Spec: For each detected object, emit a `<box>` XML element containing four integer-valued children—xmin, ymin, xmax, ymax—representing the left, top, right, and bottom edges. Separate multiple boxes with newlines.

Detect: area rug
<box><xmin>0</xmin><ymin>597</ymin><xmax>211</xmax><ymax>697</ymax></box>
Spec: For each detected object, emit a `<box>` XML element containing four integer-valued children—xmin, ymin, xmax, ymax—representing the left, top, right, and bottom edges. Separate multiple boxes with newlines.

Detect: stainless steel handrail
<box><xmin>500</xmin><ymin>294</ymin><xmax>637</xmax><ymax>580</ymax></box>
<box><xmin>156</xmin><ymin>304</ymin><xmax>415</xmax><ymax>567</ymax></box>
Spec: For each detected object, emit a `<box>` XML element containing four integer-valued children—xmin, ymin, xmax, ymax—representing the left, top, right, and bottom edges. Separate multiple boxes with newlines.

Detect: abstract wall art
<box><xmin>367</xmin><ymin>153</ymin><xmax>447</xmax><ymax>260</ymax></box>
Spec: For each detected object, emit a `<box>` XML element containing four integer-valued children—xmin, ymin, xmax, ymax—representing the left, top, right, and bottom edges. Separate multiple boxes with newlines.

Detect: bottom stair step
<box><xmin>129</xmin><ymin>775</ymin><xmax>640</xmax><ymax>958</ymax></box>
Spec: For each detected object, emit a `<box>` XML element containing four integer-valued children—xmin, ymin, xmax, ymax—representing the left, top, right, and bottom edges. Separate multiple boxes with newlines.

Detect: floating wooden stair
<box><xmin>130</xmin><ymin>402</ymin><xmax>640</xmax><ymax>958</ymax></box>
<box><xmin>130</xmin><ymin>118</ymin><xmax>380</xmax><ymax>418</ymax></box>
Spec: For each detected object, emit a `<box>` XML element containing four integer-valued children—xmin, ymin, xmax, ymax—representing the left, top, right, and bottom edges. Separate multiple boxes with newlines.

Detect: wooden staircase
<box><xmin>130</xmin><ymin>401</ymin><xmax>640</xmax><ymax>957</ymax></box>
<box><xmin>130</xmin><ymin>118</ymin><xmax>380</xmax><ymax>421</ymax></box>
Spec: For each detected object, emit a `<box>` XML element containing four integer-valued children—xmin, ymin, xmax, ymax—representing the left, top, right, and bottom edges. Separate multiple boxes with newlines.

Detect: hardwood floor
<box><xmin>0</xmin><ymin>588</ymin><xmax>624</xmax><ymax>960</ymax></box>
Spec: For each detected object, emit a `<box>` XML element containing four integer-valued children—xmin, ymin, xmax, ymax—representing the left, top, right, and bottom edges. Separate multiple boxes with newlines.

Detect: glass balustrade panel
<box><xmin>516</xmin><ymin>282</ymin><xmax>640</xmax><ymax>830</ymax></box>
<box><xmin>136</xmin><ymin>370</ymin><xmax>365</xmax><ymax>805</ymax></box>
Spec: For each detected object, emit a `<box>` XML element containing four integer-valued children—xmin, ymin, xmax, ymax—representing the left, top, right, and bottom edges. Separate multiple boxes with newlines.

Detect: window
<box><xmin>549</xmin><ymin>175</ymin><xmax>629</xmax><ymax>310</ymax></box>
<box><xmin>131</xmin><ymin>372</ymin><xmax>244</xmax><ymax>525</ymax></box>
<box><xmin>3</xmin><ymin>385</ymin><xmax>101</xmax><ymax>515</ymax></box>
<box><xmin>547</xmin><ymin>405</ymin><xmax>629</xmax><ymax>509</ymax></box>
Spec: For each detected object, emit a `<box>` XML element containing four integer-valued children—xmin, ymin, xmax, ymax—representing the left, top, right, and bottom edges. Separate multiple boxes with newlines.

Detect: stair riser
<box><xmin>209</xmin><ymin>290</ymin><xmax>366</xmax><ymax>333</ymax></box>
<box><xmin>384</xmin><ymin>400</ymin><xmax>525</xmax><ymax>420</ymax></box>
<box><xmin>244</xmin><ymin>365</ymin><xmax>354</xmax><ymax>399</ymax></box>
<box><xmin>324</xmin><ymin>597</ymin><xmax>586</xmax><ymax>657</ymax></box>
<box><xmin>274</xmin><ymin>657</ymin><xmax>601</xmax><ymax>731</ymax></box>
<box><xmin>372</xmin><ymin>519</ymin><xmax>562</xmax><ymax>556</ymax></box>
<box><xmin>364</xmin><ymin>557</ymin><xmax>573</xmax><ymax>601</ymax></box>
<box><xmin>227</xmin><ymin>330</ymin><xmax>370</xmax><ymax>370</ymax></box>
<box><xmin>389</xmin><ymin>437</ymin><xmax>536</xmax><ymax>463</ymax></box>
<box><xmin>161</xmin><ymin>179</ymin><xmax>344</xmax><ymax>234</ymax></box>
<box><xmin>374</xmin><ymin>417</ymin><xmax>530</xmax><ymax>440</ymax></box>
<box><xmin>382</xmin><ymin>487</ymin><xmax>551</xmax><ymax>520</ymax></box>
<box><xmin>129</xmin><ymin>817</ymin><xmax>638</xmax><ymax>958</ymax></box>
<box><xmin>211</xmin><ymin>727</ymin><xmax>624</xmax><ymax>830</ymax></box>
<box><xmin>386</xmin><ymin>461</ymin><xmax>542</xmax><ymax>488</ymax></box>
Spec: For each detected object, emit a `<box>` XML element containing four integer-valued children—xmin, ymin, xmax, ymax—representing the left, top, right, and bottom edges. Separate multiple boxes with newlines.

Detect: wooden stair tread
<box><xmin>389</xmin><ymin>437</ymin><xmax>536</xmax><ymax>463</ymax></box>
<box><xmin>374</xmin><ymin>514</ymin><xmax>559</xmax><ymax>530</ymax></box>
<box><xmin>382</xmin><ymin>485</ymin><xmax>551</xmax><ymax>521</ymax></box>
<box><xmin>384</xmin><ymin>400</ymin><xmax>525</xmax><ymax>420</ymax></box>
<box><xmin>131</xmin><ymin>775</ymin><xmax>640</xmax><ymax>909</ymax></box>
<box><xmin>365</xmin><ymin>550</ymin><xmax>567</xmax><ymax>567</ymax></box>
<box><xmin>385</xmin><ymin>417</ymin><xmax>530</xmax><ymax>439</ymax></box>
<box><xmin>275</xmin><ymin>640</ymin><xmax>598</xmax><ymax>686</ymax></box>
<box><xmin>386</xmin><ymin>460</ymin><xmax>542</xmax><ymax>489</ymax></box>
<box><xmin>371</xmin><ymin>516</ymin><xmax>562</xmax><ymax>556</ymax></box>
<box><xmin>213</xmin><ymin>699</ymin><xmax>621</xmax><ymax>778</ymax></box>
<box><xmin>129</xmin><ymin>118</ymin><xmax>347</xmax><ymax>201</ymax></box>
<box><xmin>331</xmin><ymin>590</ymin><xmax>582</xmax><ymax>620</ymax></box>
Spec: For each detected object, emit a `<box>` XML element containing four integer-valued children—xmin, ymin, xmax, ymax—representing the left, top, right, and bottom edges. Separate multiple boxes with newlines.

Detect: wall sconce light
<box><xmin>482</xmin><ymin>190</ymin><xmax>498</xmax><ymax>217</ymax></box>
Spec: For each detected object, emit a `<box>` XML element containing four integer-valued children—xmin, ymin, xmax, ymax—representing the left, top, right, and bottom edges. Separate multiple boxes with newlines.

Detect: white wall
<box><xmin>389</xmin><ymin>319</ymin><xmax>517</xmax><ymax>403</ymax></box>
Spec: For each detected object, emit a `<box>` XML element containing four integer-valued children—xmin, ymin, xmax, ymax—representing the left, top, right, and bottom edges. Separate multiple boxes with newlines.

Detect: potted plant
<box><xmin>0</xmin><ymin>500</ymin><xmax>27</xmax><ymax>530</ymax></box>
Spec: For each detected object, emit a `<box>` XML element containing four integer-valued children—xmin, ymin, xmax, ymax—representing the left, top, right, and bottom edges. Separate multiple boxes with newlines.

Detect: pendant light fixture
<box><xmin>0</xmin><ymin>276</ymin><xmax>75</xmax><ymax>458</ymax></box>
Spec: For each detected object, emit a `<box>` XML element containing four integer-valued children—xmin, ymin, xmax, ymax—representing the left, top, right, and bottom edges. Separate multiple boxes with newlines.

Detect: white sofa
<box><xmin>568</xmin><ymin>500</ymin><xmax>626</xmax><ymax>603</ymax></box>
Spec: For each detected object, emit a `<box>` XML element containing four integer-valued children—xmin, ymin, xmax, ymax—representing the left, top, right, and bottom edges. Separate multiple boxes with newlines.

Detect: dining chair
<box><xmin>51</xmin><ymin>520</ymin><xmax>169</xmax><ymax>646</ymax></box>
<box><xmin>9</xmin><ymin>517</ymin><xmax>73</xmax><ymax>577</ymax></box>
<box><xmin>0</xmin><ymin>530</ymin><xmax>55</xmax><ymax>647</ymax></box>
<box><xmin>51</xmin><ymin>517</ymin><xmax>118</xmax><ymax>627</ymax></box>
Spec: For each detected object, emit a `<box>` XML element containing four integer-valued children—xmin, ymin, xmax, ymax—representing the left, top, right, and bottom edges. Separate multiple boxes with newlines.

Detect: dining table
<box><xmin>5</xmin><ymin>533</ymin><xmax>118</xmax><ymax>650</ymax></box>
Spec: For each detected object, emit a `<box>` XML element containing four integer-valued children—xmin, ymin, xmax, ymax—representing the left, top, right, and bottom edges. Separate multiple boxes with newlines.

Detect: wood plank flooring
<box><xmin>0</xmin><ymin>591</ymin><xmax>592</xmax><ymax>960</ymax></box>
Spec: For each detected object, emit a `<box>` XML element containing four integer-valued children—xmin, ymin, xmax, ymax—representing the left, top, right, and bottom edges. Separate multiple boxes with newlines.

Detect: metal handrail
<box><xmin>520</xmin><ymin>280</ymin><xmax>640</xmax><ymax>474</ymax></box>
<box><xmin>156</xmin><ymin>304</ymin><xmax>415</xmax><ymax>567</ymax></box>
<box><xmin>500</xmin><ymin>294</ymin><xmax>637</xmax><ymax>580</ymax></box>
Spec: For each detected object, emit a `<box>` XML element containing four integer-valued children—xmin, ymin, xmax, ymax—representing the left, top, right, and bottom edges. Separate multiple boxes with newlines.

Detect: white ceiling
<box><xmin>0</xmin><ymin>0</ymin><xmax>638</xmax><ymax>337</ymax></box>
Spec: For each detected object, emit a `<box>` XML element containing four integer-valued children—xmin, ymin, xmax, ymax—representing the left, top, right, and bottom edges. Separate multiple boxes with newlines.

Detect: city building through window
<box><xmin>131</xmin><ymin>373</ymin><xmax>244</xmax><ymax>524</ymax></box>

════════════════

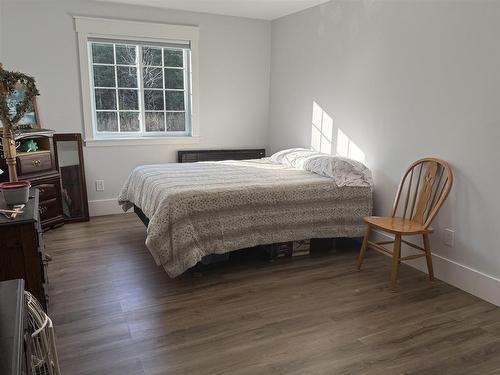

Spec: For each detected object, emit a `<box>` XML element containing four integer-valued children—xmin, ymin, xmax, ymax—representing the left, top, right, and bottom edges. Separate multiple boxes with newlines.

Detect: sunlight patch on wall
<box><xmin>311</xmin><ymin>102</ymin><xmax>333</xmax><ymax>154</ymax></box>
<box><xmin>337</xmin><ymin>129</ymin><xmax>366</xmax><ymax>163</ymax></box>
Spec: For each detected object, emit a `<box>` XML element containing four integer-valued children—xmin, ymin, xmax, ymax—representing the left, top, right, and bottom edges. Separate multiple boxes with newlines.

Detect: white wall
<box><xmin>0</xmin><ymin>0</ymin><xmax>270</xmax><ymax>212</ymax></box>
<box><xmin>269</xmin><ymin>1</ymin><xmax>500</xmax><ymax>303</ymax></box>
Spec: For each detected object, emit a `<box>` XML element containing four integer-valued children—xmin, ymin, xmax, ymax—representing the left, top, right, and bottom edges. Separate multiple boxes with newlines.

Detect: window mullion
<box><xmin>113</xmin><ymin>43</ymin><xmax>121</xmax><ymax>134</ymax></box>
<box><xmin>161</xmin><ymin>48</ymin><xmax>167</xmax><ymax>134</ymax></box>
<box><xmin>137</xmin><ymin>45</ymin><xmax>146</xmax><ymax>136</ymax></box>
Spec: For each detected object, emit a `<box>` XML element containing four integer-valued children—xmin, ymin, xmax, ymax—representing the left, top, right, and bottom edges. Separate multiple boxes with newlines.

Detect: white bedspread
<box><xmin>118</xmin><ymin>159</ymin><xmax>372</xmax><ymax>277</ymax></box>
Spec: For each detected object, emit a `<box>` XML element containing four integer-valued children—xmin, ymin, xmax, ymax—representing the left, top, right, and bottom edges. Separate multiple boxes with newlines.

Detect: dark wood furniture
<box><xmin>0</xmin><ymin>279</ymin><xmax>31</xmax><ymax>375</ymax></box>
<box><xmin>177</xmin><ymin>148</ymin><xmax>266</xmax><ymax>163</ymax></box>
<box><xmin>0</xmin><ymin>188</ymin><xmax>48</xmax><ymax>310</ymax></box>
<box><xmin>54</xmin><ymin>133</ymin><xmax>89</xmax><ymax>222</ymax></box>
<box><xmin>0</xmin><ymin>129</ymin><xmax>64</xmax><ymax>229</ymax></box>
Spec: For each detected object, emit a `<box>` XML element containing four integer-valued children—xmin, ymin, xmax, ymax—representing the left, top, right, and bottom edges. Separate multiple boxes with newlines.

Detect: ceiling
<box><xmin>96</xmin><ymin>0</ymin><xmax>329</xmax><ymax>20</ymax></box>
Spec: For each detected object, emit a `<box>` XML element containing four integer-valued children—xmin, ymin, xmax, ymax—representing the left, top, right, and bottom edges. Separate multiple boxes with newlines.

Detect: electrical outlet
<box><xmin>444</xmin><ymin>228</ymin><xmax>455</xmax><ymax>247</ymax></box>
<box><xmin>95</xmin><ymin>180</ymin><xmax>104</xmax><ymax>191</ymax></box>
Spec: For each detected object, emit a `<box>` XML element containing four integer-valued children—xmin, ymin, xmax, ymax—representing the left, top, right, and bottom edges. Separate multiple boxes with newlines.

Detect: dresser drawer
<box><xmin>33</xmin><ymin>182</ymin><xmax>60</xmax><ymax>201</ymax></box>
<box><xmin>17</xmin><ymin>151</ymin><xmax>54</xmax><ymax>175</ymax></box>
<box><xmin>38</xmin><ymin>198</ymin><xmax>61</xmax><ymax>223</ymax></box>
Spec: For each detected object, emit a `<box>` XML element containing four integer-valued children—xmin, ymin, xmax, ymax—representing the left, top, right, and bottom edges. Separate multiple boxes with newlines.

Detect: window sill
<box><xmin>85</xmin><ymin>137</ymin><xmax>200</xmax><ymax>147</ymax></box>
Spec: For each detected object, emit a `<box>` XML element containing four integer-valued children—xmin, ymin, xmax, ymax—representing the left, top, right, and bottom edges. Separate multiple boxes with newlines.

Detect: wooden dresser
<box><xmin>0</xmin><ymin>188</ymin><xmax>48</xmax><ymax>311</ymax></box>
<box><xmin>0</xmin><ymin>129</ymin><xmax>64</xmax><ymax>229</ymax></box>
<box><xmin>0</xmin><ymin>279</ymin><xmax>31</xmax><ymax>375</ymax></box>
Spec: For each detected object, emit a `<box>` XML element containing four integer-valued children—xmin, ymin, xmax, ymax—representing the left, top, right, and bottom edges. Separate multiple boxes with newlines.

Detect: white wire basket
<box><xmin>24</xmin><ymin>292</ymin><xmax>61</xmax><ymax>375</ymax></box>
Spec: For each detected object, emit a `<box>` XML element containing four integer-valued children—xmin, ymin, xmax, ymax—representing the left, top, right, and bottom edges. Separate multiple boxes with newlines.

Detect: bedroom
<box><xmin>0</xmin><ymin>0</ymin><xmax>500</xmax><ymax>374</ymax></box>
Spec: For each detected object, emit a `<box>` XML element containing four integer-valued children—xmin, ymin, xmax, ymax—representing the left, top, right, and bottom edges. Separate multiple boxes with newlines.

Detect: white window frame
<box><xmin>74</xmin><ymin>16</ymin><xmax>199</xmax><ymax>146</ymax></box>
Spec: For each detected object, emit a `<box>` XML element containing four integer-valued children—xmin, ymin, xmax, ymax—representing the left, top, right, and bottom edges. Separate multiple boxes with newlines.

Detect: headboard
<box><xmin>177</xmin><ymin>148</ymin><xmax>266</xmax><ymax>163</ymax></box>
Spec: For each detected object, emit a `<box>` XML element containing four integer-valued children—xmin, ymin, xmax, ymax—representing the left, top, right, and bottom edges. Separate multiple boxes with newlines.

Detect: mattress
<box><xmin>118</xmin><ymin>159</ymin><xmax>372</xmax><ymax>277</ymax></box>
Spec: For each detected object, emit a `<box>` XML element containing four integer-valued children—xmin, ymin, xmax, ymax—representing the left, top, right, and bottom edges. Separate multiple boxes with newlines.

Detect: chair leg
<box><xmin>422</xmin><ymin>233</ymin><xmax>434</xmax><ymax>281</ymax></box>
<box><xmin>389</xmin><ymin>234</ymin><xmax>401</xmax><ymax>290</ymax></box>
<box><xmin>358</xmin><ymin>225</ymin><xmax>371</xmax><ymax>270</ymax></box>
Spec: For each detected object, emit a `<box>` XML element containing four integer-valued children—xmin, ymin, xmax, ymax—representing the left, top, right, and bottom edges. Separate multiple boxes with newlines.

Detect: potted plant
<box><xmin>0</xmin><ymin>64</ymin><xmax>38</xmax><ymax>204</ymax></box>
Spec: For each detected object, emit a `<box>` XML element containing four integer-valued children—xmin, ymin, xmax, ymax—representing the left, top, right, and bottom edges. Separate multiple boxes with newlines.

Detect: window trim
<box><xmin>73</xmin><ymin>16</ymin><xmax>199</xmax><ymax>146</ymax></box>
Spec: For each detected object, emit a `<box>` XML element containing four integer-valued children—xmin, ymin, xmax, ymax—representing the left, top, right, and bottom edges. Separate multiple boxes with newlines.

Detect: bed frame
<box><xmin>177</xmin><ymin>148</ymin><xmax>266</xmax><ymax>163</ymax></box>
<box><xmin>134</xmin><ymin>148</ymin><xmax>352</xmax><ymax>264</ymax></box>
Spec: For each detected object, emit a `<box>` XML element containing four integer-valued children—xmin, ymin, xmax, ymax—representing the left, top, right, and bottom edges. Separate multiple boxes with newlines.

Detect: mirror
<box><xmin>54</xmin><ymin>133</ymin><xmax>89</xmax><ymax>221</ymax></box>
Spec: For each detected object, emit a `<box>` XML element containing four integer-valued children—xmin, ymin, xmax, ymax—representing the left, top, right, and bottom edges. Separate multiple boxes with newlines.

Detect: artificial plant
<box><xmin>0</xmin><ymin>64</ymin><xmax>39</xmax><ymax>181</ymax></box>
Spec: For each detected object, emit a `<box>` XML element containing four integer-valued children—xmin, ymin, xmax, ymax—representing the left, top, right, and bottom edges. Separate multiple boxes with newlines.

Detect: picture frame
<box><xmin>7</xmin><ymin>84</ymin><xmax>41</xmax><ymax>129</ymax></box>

════════════════

• _WHAT YOU SHOULD DO_: Pull out every line in the rows above that contains the string "window".

• _ANSWER TO THE EXERCISE_:
Detect: window
Detect: city building through window
Detect: window mullion
Detect: window sill
Detect: white window frame
Detect: window trim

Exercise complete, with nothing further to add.